++++ Raw data ++++

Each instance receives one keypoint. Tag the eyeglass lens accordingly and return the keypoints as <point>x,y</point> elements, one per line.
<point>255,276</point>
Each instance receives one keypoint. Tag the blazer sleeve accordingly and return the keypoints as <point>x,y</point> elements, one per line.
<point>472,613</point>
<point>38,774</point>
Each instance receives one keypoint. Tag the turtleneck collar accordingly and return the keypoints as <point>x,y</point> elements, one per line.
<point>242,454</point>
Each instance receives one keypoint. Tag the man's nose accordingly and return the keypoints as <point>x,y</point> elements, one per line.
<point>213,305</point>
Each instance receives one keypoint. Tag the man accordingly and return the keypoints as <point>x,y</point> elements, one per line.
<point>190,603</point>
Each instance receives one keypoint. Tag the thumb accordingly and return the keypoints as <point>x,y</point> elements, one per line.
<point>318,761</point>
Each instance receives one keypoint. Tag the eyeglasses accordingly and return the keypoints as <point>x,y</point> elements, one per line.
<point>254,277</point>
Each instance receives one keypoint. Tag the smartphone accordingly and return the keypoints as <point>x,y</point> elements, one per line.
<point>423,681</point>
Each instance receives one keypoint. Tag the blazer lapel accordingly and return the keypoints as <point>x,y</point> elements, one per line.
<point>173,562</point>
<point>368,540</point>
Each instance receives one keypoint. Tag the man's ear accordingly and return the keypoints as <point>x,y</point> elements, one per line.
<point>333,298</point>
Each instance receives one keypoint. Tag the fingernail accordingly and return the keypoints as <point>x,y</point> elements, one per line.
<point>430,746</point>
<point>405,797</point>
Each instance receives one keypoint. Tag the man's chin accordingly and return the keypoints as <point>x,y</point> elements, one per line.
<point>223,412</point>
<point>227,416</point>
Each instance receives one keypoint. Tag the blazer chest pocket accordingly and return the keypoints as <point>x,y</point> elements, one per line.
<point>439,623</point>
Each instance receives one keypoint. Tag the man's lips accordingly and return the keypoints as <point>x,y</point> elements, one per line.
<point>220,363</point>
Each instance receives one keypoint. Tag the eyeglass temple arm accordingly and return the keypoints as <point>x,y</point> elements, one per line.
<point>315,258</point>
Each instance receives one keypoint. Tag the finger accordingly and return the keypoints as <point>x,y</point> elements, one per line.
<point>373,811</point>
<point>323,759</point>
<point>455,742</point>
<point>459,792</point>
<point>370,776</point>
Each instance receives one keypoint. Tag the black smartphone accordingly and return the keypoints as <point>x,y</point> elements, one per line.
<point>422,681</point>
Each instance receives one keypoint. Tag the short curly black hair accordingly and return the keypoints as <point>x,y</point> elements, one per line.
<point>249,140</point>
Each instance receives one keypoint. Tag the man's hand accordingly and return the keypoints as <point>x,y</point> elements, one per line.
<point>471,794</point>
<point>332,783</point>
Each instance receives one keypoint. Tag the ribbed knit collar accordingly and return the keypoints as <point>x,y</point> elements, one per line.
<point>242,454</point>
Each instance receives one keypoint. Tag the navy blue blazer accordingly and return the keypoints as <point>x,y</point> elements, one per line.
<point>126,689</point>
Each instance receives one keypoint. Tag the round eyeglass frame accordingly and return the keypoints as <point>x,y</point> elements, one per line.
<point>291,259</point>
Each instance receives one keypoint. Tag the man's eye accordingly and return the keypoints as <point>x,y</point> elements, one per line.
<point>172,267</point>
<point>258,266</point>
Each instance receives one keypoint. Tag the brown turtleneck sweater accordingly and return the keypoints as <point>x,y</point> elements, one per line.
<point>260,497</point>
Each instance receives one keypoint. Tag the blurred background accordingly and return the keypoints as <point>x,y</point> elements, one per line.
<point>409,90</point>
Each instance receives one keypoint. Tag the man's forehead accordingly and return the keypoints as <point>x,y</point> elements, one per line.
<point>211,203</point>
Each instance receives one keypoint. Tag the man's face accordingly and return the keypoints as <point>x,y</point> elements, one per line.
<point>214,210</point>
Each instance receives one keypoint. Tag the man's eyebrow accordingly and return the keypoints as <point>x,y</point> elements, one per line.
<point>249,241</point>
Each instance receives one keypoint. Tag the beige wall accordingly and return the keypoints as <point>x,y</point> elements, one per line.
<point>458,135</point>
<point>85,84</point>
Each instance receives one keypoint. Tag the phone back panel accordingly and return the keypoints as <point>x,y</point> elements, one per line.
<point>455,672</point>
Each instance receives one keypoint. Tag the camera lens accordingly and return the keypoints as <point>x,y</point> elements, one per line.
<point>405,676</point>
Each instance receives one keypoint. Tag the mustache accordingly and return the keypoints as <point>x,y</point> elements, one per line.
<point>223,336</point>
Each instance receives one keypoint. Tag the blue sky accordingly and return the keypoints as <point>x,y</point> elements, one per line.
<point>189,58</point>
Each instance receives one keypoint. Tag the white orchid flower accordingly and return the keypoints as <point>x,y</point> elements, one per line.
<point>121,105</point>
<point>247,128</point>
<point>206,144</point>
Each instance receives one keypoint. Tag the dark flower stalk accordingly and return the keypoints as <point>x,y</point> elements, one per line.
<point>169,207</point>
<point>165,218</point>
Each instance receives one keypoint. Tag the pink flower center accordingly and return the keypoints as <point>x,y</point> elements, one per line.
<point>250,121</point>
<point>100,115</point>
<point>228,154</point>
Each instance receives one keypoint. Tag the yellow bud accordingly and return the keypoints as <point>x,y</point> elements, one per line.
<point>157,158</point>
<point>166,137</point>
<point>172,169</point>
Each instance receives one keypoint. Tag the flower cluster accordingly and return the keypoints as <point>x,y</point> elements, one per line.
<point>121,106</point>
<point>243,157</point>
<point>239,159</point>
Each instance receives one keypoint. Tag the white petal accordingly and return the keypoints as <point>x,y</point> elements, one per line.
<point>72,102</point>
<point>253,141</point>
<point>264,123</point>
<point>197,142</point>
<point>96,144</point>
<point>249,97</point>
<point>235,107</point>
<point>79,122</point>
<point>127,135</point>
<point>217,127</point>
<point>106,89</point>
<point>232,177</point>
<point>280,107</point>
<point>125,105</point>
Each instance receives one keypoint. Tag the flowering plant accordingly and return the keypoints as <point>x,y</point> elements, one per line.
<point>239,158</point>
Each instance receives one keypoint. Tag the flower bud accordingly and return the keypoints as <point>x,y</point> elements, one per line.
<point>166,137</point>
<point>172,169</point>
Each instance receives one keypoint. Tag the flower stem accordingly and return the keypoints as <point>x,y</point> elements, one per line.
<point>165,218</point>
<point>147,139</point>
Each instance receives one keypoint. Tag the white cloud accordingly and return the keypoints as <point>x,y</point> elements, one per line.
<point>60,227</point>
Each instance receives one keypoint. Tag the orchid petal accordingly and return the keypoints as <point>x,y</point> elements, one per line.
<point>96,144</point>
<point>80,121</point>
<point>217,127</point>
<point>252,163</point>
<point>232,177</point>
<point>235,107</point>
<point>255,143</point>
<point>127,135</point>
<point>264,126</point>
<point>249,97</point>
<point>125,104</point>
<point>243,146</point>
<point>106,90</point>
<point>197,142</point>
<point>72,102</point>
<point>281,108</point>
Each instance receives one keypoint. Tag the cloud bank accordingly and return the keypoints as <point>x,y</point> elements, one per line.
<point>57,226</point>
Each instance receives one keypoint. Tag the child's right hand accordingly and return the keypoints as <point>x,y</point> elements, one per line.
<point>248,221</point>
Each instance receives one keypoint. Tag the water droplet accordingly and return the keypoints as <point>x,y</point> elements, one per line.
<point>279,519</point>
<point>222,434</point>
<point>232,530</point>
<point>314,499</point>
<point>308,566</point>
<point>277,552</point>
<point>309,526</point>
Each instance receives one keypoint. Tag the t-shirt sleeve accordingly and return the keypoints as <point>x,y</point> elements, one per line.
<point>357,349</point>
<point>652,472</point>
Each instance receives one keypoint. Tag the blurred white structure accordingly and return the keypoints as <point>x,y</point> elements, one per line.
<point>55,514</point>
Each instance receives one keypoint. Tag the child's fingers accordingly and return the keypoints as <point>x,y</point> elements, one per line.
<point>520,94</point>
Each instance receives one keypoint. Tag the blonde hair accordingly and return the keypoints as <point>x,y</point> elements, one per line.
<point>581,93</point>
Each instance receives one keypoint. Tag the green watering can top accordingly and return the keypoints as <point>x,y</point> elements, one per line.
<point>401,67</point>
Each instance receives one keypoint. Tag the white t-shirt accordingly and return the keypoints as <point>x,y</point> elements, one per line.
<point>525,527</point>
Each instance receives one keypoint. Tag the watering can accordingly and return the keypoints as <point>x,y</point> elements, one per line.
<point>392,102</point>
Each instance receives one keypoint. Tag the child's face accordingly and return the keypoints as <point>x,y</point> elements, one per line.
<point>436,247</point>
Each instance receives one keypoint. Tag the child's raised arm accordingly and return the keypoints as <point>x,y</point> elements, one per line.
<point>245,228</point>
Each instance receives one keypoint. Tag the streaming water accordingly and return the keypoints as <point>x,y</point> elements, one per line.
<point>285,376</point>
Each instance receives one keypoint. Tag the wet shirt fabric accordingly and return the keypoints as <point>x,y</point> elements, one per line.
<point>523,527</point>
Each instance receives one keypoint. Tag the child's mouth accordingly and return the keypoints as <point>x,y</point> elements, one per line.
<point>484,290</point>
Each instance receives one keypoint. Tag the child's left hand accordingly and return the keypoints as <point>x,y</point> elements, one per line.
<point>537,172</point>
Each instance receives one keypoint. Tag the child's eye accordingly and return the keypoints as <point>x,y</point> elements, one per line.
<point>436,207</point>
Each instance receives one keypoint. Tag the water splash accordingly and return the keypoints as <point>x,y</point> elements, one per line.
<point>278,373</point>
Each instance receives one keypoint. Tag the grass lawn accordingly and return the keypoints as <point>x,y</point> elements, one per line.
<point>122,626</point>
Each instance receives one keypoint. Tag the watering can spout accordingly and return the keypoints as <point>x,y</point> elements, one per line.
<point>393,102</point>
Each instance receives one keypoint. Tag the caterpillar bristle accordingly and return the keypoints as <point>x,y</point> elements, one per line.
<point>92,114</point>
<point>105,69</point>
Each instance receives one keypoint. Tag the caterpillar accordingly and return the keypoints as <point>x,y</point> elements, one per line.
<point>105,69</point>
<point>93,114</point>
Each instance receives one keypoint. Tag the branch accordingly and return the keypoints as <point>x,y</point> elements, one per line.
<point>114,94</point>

++++

● What to do
Retype the lines from the one containing "Each instance receives one keypoint. Tag the man's lips" through the one containing "<point>315,258</point>", keeping them exactly as they appear.

● Answer to this exercise
Each instance receives one keypoint. Tag the man's lips accordingly and return the keypoints as <point>x,y</point> elements, one per line.
<point>220,363</point>
Each instance receives one keypoint. Tag the eyeglass temple arm accordingly and return the keypoints as <point>x,y</point> elements, one per line.
<point>315,258</point>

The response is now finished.